- **GOAL OF THE EXERCISE**
Copy out the lines below word for word, starting at the line that contains "of the inner" and ending at the line that contains "of the lattice", both included.

(A block of data)
-- BEGIN --

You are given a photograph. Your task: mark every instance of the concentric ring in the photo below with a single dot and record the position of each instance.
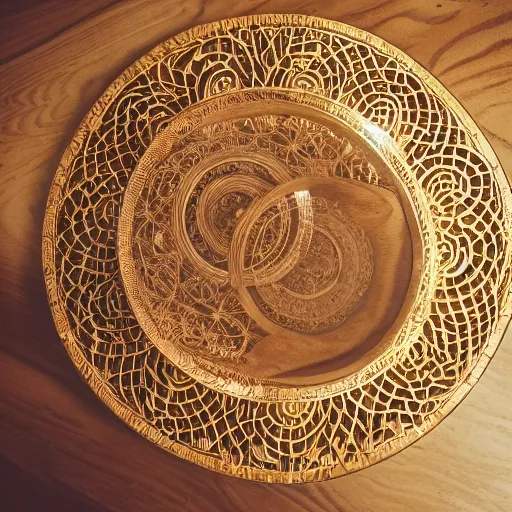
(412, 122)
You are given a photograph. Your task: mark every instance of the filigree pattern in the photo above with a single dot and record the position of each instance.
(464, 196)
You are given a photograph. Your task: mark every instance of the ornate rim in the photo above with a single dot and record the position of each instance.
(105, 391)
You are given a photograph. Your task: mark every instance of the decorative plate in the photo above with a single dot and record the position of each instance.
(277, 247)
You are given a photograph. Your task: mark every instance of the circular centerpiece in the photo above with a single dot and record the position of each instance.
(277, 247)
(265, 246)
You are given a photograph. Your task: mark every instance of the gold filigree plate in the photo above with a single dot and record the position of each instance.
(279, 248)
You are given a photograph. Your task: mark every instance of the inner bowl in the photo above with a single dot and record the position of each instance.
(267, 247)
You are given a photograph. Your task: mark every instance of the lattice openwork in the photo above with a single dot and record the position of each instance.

-- END --
-- BEGIN --

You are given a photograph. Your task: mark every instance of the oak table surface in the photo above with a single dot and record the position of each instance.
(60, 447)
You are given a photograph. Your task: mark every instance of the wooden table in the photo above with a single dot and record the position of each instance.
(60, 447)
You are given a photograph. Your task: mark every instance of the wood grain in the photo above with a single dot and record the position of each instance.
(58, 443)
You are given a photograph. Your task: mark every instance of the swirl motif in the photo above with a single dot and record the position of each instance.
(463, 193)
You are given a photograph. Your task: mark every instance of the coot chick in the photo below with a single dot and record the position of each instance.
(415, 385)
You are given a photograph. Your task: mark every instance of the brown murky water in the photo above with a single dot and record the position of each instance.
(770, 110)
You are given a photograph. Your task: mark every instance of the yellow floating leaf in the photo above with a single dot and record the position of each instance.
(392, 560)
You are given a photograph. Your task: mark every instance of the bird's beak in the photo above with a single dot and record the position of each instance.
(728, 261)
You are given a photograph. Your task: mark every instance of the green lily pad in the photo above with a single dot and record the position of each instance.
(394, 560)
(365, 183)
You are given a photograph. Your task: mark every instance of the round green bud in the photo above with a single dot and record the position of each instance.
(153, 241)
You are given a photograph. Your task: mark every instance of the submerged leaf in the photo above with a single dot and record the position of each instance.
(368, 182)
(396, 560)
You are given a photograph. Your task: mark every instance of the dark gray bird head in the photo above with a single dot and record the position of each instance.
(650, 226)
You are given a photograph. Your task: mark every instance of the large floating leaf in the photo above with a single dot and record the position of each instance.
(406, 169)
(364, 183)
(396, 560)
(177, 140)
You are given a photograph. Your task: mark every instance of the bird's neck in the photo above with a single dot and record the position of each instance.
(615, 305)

-- END --
-- BEGIN --

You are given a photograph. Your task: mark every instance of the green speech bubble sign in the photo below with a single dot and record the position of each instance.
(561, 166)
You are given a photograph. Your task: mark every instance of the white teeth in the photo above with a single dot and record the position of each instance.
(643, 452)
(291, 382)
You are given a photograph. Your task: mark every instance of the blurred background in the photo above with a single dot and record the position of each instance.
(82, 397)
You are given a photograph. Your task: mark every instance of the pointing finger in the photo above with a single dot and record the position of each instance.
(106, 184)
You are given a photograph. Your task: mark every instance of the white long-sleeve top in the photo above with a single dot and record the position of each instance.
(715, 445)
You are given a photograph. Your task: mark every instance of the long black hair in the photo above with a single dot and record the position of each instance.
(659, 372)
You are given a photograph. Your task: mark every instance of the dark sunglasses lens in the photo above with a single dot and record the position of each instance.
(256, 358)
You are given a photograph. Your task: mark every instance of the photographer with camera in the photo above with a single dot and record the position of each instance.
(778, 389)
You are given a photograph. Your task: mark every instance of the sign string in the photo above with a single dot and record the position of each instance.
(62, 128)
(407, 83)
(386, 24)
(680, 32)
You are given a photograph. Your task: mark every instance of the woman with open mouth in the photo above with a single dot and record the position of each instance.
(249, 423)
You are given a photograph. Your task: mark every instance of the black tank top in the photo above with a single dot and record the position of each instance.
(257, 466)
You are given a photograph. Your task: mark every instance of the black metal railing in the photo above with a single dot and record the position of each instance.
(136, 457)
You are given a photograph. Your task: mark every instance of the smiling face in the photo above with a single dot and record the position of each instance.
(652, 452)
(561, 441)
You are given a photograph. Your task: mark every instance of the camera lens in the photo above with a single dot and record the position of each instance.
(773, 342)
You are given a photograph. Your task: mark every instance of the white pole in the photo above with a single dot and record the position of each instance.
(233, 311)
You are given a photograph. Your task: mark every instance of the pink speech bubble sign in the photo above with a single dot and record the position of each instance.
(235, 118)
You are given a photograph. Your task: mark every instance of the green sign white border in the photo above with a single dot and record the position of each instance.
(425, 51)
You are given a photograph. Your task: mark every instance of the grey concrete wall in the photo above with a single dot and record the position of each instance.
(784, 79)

-- END --

- **THE OUTPUT**
You are given a photograph. Your task: mark every instance of the inner bowl in the photo above with a single dot and record the position of each instance.
(267, 247)
You are given a photograph. Your task: mark every instance of the lattice openwork in the photo above with a single dot and record the position of each instance.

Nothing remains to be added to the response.